**Given task**
Output each entry below as it stands, leaving out every picture.

Extracted data entries:
++++++++

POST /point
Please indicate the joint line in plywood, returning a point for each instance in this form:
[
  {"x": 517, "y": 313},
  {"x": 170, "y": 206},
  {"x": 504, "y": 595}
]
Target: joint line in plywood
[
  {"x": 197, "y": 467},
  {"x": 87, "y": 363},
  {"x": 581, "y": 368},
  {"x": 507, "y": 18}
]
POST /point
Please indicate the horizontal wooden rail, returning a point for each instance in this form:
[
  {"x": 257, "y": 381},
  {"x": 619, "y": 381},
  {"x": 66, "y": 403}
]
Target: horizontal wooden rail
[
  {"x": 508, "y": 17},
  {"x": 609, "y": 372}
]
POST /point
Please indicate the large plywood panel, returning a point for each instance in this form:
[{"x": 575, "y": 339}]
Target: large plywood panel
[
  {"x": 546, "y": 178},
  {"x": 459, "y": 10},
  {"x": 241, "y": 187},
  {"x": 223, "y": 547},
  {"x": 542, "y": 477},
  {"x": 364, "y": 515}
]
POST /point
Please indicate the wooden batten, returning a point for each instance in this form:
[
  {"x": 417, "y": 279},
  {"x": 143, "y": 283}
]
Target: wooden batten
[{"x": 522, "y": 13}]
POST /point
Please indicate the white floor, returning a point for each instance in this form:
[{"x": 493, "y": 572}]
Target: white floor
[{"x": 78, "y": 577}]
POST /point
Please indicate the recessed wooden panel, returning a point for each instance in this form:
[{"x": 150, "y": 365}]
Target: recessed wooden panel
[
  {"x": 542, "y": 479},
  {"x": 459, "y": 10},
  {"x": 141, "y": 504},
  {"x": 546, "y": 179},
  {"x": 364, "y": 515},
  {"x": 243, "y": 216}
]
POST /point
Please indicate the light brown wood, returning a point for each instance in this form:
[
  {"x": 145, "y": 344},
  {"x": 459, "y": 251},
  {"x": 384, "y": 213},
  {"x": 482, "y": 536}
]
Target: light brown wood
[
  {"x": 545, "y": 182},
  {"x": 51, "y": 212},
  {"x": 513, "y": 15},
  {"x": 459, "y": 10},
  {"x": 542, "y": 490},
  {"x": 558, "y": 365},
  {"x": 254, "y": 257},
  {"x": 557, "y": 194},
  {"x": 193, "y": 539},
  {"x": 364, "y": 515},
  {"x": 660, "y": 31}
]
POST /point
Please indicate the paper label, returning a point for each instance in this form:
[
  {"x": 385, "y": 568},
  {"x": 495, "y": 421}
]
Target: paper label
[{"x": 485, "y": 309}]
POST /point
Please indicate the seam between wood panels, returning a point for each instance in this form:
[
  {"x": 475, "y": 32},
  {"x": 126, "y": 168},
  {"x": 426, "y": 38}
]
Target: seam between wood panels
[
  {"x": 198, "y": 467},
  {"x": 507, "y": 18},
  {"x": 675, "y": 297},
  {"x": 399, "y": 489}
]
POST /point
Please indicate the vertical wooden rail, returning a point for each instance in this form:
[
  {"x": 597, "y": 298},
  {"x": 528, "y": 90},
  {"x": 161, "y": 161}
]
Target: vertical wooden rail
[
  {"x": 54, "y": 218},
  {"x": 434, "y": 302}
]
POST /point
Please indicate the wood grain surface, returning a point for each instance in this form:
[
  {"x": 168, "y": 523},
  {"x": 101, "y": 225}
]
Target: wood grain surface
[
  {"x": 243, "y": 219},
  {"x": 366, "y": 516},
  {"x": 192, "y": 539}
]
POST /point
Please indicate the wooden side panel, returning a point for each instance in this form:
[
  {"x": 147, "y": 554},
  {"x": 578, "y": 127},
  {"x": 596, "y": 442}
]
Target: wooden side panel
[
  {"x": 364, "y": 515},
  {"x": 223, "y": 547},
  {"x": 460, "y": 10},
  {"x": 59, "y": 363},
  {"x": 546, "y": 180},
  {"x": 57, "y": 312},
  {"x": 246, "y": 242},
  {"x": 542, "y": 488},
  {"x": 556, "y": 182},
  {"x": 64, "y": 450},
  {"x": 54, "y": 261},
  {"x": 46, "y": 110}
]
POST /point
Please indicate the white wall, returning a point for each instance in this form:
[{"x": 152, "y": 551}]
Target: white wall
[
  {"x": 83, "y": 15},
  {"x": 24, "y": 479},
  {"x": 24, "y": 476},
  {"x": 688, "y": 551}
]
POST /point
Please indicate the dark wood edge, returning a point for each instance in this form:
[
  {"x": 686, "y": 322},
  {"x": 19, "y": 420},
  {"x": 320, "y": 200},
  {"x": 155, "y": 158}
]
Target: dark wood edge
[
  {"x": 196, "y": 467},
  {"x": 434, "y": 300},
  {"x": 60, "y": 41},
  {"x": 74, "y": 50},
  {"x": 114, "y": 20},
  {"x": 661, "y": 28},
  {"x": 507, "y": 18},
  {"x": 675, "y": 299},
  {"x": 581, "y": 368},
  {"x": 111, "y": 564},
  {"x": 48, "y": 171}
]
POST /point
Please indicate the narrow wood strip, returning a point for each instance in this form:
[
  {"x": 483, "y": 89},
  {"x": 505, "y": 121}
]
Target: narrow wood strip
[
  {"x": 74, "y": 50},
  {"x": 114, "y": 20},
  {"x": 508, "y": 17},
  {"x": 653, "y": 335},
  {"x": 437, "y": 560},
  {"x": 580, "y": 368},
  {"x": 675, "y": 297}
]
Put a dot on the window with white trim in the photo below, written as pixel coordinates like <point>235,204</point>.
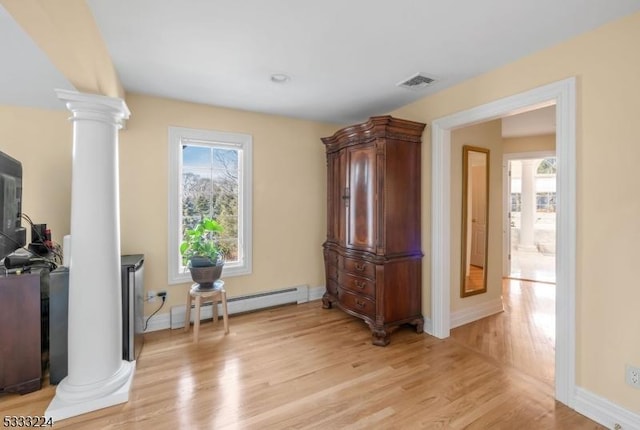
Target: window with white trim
<point>210,176</point>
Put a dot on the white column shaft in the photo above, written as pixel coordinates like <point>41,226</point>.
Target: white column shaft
<point>97,375</point>
<point>95,303</point>
<point>528,206</point>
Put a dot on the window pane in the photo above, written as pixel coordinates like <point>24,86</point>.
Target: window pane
<point>210,189</point>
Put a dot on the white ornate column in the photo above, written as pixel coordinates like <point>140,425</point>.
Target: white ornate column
<point>98,376</point>
<point>528,206</point>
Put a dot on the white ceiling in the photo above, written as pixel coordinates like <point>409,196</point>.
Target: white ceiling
<point>344,57</point>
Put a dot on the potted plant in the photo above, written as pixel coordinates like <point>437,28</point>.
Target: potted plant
<point>201,252</point>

++++++++

**Solution for this problem**
POST /point
Please indicate the joint line in plywood, returning a point for each instance in this form:
[
  {"x": 517, "y": 313},
  {"x": 170, "y": 206},
  {"x": 504, "y": 595}
]
Target: joint line in plywood
[
  {"x": 197, "y": 467},
  {"x": 87, "y": 363},
  {"x": 581, "y": 368},
  {"x": 507, "y": 18}
]
POST /point
Please indicate the horizontal wooden rail, returning a point for each instance in this form:
[
  {"x": 257, "y": 381},
  {"x": 619, "y": 381},
  {"x": 66, "y": 403}
]
Target: horizontal wooden rail
[
  {"x": 508, "y": 17},
  {"x": 609, "y": 372}
]
POST /point
Please indicate the large plywood panel, returning a point for each instance in this form:
[{"x": 575, "y": 339}]
Target: large plywood panel
[
  {"x": 546, "y": 178},
  {"x": 459, "y": 10},
  {"x": 241, "y": 187},
  {"x": 223, "y": 547},
  {"x": 542, "y": 477},
  {"x": 364, "y": 515}
]
POST /point
Please indicate the wooden batten, returning a point for each instance in this form:
[
  {"x": 417, "y": 279},
  {"x": 143, "y": 283}
]
Target: wooden batten
[{"x": 522, "y": 13}]
POST /point
Please indicate the white floor, returning a point for each instance in this form:
[{"x": 493, "y": 572}]
Target: white floor
[{"x": 78, "y": 577}]
POST /point
Please indicate the recessed wooden panel, returning a point for each instance in this form:
[{"x": 150, "y": 365}]
Target: recessed wooden panel
[
  {"x": 542, "y": 479},
  {"x": 459, "y": 10},
  {"x": 141, "y": 504},
  {"x": 546, "y": 179},
  {"x": 364, "y": 515},
  {"x": 243, "y": 216}
]
POST /point
Please indicate the light brown wood, returning a point for each instance in this form:
[
  {"x": 145, "y": 344},
  {"x": 459, "y": 251},
  {"x": 384, "y": 213},
  {"x": 482, "y": 536}
]
Target: light brown wood
[
  {"x": 545, "y": 182},
  {"x": 51, "y": 212},
  {"x": 513, "y": 15},
  {"x": 459, "y": 10},
  {"x": 542, "y": 490},
  {"x": 558, "y": 365},
  {"x": 254, "y": 257},
  {"x": 557, "y": 194},
  {"x": 193, "y": 539},
  {"x": 364, "y": 515},
  {"x": 660, "y": 31}
]
POST /point
Please indicate the paper label, returning a point for each instance in this form:
[
  {"x": 385, "y": 568},
  {"x": 495, "y": 421}
]
Target: paper label
[{"x": 485, "y": 309}]
POST /point
Please indicate the seam between wood panels, returning a point for each instance in this form:
[
  {"x": 475, "y": 32},
  {"x": 126, "y": 168},
  {"x": 426, "y": 38}
]
Target: seam between wood panels
[
  {"x": 198, "y": 467},
  {"x": 507, "y": 18},
  {"x": 675, "y": 297},
  {"x": 399, "y": 489}
]
POST /point
Please indicate the vertical wooden rail, returning a point for each instance in this form:
[
  {"x": 597, "y": 298},
  {"x": 528, "y": 90},
  {"x": 161, "y": 161}
]
Target: vertical wooden rail
[
  {"x": 54, "y": 218},
  {"x": 434, "y": 302}
]
POST /point
Please indicate the wood grain surface, returning a point for each instance in this form:
[
  {"x": 168, "y": 523},
  {"x": 101, "y": 225}
]
Target: wood grain surface
[
  {"x": 243, "y": 219},
  {"x": 366, "y": 516},
  {"x": 192, "y": 539}
]
POST /point
Please indicate the wooden side panel, returning a point for each instance in this form:
[
  {"x": 147, "y": 554},
  {"x": 578, "y": 127},
  {"x": 596, "y": 442}
]
Target: wooden side panel
[
  {"x": 364, "y": 515},
  {"x": 223, "y": 547},
  {"x": 460, "y": 10},
  {"x": 59, "y": 363},
  {"x": 546, "y": 180},
  {"x": 57, "y": 312},
  {"x": 246, "y": 242},
  {"x": 542, "y": 488},
  {"x": 556, "y": 182},
  {"x": 64, "y": 450},
  {"x": 54, "y": 261},
  {"x": 46, "y": 110}
]
POST /point
Please indicate the white wall, returning a point for each instance in this form:
[{"x": 152, "y": 551}]
Target: white wall
[
  {"x": 83, "y": 15},
  {"x": 24, "y": 479},
  {"x": 24, "y": 476},
  {"x": 688, "y": 551}
]
POST /point
Please indicate the dark wood edge, returning a point for each instance in this form:
[
  {"x": 686, "y": 322},
  {"x": 19, "y": 420},
  {"x": 320, "y": 200},
  {"x": 155, "y": 158}
]
Target: dark wood edge
[
  {"x": 196, "y": 467},
  {"x": 434, "y": 300},
  {"x": 60, "y": 41},
  {"x": 74, "y": 50},
  {"x": 114, "y": 20},
  {"x": 661, "y": 28},
  {"x": 507, "y": 18},
  {"x": 675, "y": 299},
  {"x": 581, "y": 368},
  {"x": 111, "y": 564},
  {"x": 48, "y": 171}
]
POST /point
Please indicate the narrow wood strip, returning a point for each instance in this form:
[
  {"x": 483, "y": 89},
  {"x": 505, "y": 121}
]
Target: narrow wood strip
[
  {"x": 74, "y": 50},
  {"x": 114, "y": 20},
  {"x": 508, "y": 17},
  {"x": 653, "y": 335},
  {"x": 437, "y": 560},
  {"x": 580, "y": 368},
  {"x": 675, "y": 297}
]
Put a dot on the window with white trim in the photo below, written as pixel coordinates like <point>235,204</point>.
Target: window with white trim
<point>210,176</point>
Put a dot on the white column shaft in the photo above, written as pixel coordinates like <point>41,226</point>.
Target: white column shaft
<point>97,375</point>
<point>95,303</point>
<point>528,206</point>
Put a dot on the window pane in the photo above, written as pixel coordinates like <point>24,86</point>.
Target: window pane
<point>210,189</point>
Put a dot on the white ornate column in the photo above, written as pixel coordinates like <point>140,425</point>.
Target: white ornate column
<point>98,376</point>
<point>528,206</point>
Put a dot on the white ceiling in the photo above, written as pixel coordinates like <point>409,196</point>.
Target: white ceiling
<point>344,57</point>
Put a dot on the potted plant in the photo above, written as pixel coordinates like <point>437,28</point>.
Target: potted plant
<point>201,252</point>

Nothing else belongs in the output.